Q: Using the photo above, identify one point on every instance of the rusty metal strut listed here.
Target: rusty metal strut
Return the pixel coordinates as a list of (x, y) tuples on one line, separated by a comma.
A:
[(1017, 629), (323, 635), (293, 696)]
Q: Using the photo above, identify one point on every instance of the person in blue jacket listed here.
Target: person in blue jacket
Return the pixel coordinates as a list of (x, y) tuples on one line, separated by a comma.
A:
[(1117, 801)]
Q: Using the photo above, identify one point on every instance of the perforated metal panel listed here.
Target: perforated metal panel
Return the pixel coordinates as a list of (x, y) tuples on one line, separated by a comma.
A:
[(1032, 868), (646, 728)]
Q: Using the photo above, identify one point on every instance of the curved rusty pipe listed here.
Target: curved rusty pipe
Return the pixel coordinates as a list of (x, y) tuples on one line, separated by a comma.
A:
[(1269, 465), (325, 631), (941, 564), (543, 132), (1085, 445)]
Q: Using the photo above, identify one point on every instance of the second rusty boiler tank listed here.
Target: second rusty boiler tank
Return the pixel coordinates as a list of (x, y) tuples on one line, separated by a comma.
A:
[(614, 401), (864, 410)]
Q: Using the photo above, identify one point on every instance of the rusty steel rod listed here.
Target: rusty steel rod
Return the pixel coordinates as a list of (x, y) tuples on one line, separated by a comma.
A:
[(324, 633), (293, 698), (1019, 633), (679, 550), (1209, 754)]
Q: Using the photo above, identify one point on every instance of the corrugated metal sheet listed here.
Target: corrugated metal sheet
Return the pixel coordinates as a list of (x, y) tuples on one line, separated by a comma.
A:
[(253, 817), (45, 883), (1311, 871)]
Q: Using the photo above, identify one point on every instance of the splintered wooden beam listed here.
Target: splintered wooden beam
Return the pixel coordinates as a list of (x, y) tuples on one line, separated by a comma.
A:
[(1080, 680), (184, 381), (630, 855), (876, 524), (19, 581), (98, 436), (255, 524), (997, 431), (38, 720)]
--
* **Stated problem**:
Rewrite the whole listing above, replacing every "on one line" with "on a single line" and leaving everything else unchanged.

* **Result of this task**:
Q: Using the photo above, identify one point on every instance of the rusty metal strut listed here.
Target: rusty metal strut
Return the pixel coordinates as a list of (x, y) tuples on a single line, separated by a comma.
A:
[(1017, 629), (323, 635), (293, 696)]
Q: Using the photo above, identify one point on every instance of the person in blue jacket listed here.
Target: person in blue jacket
Return the pixel coordinates as a list of (x, y) tuples on a single line, separated by a comma.
A:
[(1117, 801)]
Q: Using the photo above, identify one point on every instance of the perforated metal panel listed here.
Target: perforated metal panel
Return the pixel coordinates as a list of (x, y) tuples on a single line, separated by a comma.
A:
[(1032, 868), (646, 728)]
Q: Using the photo above, identify one point on every instance of the curved rusty pipe listed here.
Target: curved rusty pipe
Return the pixel coordinates as a list of (x, y) tuples on a single line, separated by a comma.
A:
[(1269, 465), (325, 631), (941, 564), (543, 132), (1085, 445)]
Q: Using the photo above, identify one point on every instance of the second rusty boiler tank listed here.
Target: second rusty boiler tank
Return the pixel coordinates as a list of (x, y) tuples on a single line, separated by a comma.
A:
[(614, 401), (864, 410)]
Q: Using the photo above, identify one point on every instance of the rusty steel rod listed here.
Target: rusty steel rod
Return the pixel coordinates as a list of (x, y) tuples on a single line, separated by a comma.
A:
[(324, 633), (293, 698), (1019, 633), (679, 550), (1209, 754)]
Q: Using the photo above, identify one point on every instance of the corrugated metal sheet listed here.
Target: corrugated metal sheet
Return the pixel coordinates as a list of (x, y) tuples on a single line, separated by a comma.
A:
[(253, 817), (45, 883), (1311, 871)]
Q: Using the photo above, identify one point on every instance of the splintered wooden beam listed here.
Target: splintered wooden beam
Return the pixel coordinates as a list of (x, y) tuples on a single line, separated by a comma.
A:
[(1080, 680), (184, 381), (630, 855), (876, 524), (19, 581), (98, 436), (255, 524), (997, 431), (38, 720)]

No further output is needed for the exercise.